──────── TEXTO PARA LEITURA
A parte mais dura é definir a manchete, promover um dos assuntos
mornos para a posição de notícia
mais importante. Alguns jornais não
têm manchete diariamente (como o
The New York Times), mas, na Folha, e nos seus concorrentes, ela é
obrigatória.
Quando o jornal está no piloto-automático, pinça-se uma notícia de
política ou de macroeconomia e o
problema está resolvido. Um enunciado, de preferência com número
(cresceu x%), faz as vezes de manchete sem chamar muita atenção.
Nos últimos tempos, é visível o esforço da Folha de fugir dessa fórmula. Cinco manchetes recentes giraram sobre assuntos que miravam o suposto interesse direto do leitor:
poluição, conta telefônica, imposto
de renda, violência e adoção por homossexuais.
A intenção de romper com a inércia é louvável, mas arriscada. No sábado, dia 24, a Folha alertou para o
aumento da poluição por ozônio,
mas esqueceu de mostrar as regiões
da Grande São Paulo com os piores
índices, como notou o leitor Sergio
Moradei de Gouvêa, de Ubatuba.
Faltou o chamado "serviço". Bastaria remeter para o site da Cetesb,
que traz medição feita de hora em
hora (http://www.cetesb.sp.gov.br/ar/mapa-qualidade/mapa-qualidade-rmsp.asp).
────────────────
──────── ENTRADAS LISTADAS
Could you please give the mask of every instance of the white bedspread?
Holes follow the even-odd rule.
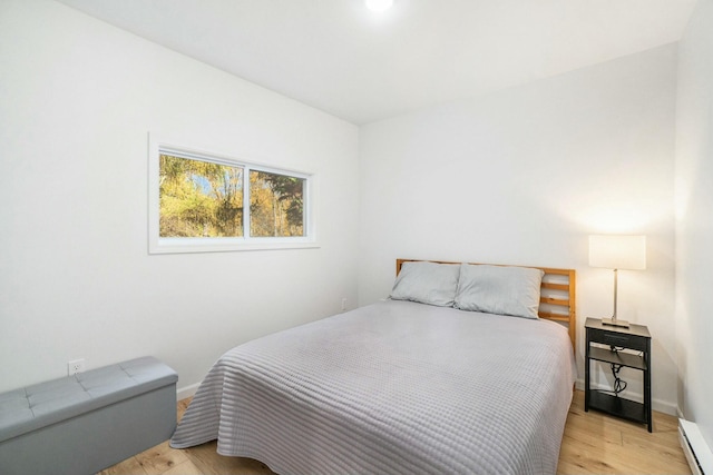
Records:
[[[558,324],[388,300],[237,346],[170,445],[286,474],[554,474],[576,376]]]

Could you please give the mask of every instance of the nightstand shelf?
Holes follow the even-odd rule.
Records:
[[[587,340],[585,347],[585,403],[584,409],[600,410],[628,420],[647,425],[652,432],[651,413],[651,334],[643,325],[628,328],[602,324],[598,318],[585,323]],[[617,348],[617,350],[613,350]],[[637,353],[632,353],[637,352]],[[638,369],[644,379],[644,403],[627,399],[612,392],[592,389],[592,362],[622,365]]]

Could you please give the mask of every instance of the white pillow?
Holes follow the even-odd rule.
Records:
[[[539,289],[545,273],[527,267],[462,264],[456,308],[538,318]]]
[[[452,307],[459,274],[458,264],[403,263],[390,297],[394,300]]]

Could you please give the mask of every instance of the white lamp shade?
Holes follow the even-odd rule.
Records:
[[[646,236],[589,236],[589,266],[607,269],[645,269]]]

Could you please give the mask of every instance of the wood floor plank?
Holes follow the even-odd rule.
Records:
[[[178,402],[178,419],[191,399]],[[654,413],[654,432],[596,410],[584,410],[584,393],[575,392],[559,453],[558,474],[681,474],[691,471],[678,443],[677,419]],[[100,475],[268,475],[251,458],[225,457],[216,442],[185,449],[168,443],[109,467]]]
[[[186,462],[186,454],[175,451],[168,445],[168,441],[163,442],[146,452],[136,456],[147,475],[160,475],[176,465]]]
[[[116,465],[110,466],[101,472],[98,475],[148,475],[141,464],[136,459],[136,457],[129,457],[124,462],[119,462]]]

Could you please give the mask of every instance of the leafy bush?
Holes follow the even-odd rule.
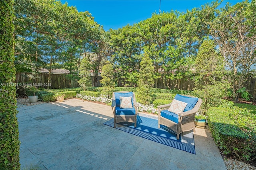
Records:
[[[168,90],[161,88],[151,88],[150,92],[152,93],[171,93],[173,94],[180,94],[186,95],[193,94],[193,91],[180,90]]]
[[[46,91],[51,93],[58,93],[59,92],[67,92],[70,91],[75,91],[77,94],[79,94],[80,91],[82,90],[82,89],[80,87],[68,88],[59,88],[53,89],[44,89],[40,91]]]
[[[176,95],[176,94],[171,93],[154,93],[153,94],[153,99],[154,100],[157,99],[172,100],[175,95]]]
[[[74,91],[62,92],[58,93],[49,93],[40,95],[40,100],[44,102],[54,102],[57,100],[58,96],[64,96],[64,99],[74,98],[76,97],[76,92]],[[38,97],[38,99],[39,98]]]
[[[44,94],[49,93],[48,92],[44,90],[38,91],[36,92],[36,95],[38,96],[38,100],[40,101],[43,101],[42,98],[42,95]]]
[[[246,90],[245,87],[244,87],[239,89],[236,91],[236,93],[241,93],[241,96],[243,99],[246,101],[250,101],[252,96],[249,93],[248,90]]]
[[[100,96],[100,93],[96,92],[90,92],[90,91],[81,91],[80,94],[84,96],[91,96],[99,97]]]
[[[81,94],[77,94],[76,95],[76,98],[81,98],[86,100],[102,102],[102,103],[110,103],[112,102],[112,100],[111,99],[110,99],[106,97],[103,97],[101,96],[91,96],[84,95]]]
[[[256,116],[238,107],[211,107],[208,123],[220,150],[238,160],[250,162],[256,158]]]
[[[115,92],[118,91],[127,91],[128,92],[136,92],[137,88],[136,87],[116,87],[115,88]]]
[[[64,99],[74,98],[76,97],[76,92],[74,91],[69,91],[68,92],[60,92],[55,94],[54,96],[57,99],[57,97],[61,96],[64,96]]]
[[[87,87],[86,90],[92,92],[100,92],[101,88],[98,87]]]
[[[156,99],[153,102],[153,104],[154,104],[154,107],[156,108],[158,106],[169,104],[171,102],[172,100],[170,100]]]
[[[204,86],[201,90],[196,89],[194,91],[195,96],[203,100],[201,109],[204,114],[210,107],[219,106],[227,101],[222,99],[222,98],[226,96],[229,87],[228,83],[222,84],[222,82],[216,82],[214,84]]]
[[[53,97],[54,94],[55,94],[53,93],[49,93],[43,94],[40,96],[40,100],[38,97],[38,100],[42,101],[44,102],[53,102],[56,100],[56,98],[54,98]]]

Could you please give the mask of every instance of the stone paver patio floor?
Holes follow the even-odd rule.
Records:
[[[207,129],[196,129],[195,155],[103,124],[110,106],[72,99],[17,110],[22,169],[226,170]]]

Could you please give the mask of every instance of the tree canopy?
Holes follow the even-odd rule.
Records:
[[[223,2],[213,1],[186,12],[153,13],[133,25],[105,31],[89,12],[78,12],[66,3],[17,0],[15,67],[18,72],[35,75],[41,68],[50,73],[62,68],[68,71],[67,76],[79,79],[81,61],[86,58],[97,86],[98,73],[108,61],[116,85],[136,87],[146,52],[154,67],[154,87],[161,82],[169,88],[171,80],[194,77],[199,48],[210,39],[235,75],[235,92],[255,63],[255,2],[228,3],[217,9]]]

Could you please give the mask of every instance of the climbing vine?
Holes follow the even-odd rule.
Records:
[[[19,170],[20,141],[14,61],[13,0],[1,1],[0,169]]]

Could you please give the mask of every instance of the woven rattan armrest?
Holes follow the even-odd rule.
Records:
[[[157,107],[158,108],[158,110],[160,110],[161,111],[161,110],[164,110],[168,109],[169,108],[170,108],[170,106],[171,106],[171,104],[172,104],[172,103],[169,104],[158,106]]]
[[[112,104],[111,104],[111,107],[112,108],[116,107],[116,99],[112,99]]]

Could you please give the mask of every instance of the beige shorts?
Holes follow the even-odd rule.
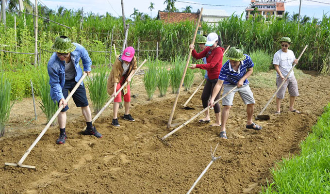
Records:
[[[276,78],[276,85],[277,88],[282,83],[282,79],[280,77]],[[276,94],[276,97],[279,99],[284,98],[286,88],[288,88],[289,94],[290,97],[299,96],[299,91],[298,91],[298,83],[297,83],[296,78],[294,75],[291,77],[288,78],[287,80],[284,82],[281,88],[279,90]]]

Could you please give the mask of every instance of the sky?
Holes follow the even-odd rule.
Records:
[[[193,12],[196,12],[201,7],[208,9],[220,9],[225,10],[229,15],[235,14],[240,15],[245,12],[246,6],[248,6],[250,0],[177,0],[187,2],[176,2],[175,7],[182,12],[182,8],[186,6],[192,7]],[[30,0],[34,3],[34,0]],[[120,0],[38,0],[42,4],[54,10],[57,10],[57,7],[62,6],[66,9],[78,9],[83,8],[84,13],[92,11],[95,14],[104,15],[107,12],[114,16],[121,16],[121,4]],[[124,0],[124,8],[126,17],[129,17],[134,12],[134,8],[137,9],[140,12],[147,13],[151,15],[152,17],[156,16],[158,10],[164,11],[165,4],[164,0]],[[285,1],[285,10],[292,15],[294,12],[296,14],[299,12],[300,0],[286,0]],[[316,2],[318,1],[318,2]],[[150,2],[154,3],[154,9],[150,13],[148,9]],[[320,2],[325,3],[322,3]],[[227,6],[244,6],[237,7],[219,6],[191,4],[190,3],[203,3],[207,4],[227,5]],[[321,19],[323,13],[329,16],[330,16],[330,0],[301,0],[301,8],[300,16],[306,15],[310,17]],[[245,13],[244,14],[245,16]],[[132,18],[132,17],[131,17]]]

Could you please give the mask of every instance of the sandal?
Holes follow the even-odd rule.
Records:
[[[300,113],[300,113],[300,111],[297,111],[297,110],[294,110],[293,111],[291,111],[292,112],[293,112],[293,113],[296,113],[297,114],[300,114]]]
[[[255,125],[255,127],[253,127]],[[263,129],[263,127],[258,125],[254,123],[252,123],[251,125],[247,125],[247,129],[252,129],[254,130],[260,130]]]
[[[223,139],[227,139],[228,138],[227,136],[227,134],[226,133],[226,131],[221,131],[220,132],[220,137]]]
[[[203,119],[200,119],[199,121],[198,121],[198,122],[199,122],[199,123],[210,123],[210,121],[211,121],[210,120],[208,120],[207,121],[204,121]]]

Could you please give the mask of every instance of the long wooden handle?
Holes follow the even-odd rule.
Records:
────────────────
▶ TAREFA A CUMPRIR:
Por favor, continue o texto sobre as manchetes da Folha a partir da última frase apresentada.

▶ PROBLEMA RESOLVIDO:
Mas o erro maior, de avaliação,
ocorreu na terça-feira, quando a violência no Guarujá foi alçada à manchete. A notícia era que o governo
dos EUA soltou alerta para que turistas evitem algumas cidades da
Baixada Santista por causa de assassinatos recentes.
Os fatos não justificam a escolha.
Embora a situação no litoral seja
preocupante, nada indica que essas
cidades vivam caos semelhante ao
de São Paulo em 2006, quando ocorreram os atentados do PCC.
A manchete mostra também incongruência da Folha: quando ocorreram as mortes, em 21 de abril, o
jornal deu apenas uma chamada.
Quanto melhor o jornal, menos
visceralmente dependente ele é do
noticiário quente (aquilo que aconteceu no dia anterior). O ideal seria
produzir diariamente uma reportagem exclusiva que pudesse ser manchete, mas não é isso o que acontece
-na Folha nem em nenhum diário
que eu conheça.
Enquanto não se atinge esse nirvana jornalístico, de noticiário comum a todos emoldurando uma
manchete exclusiva, o melhor a fazer é não ceder ao óbvio. A Folha está certa no caminho que busca, só
precisa acertar o passo.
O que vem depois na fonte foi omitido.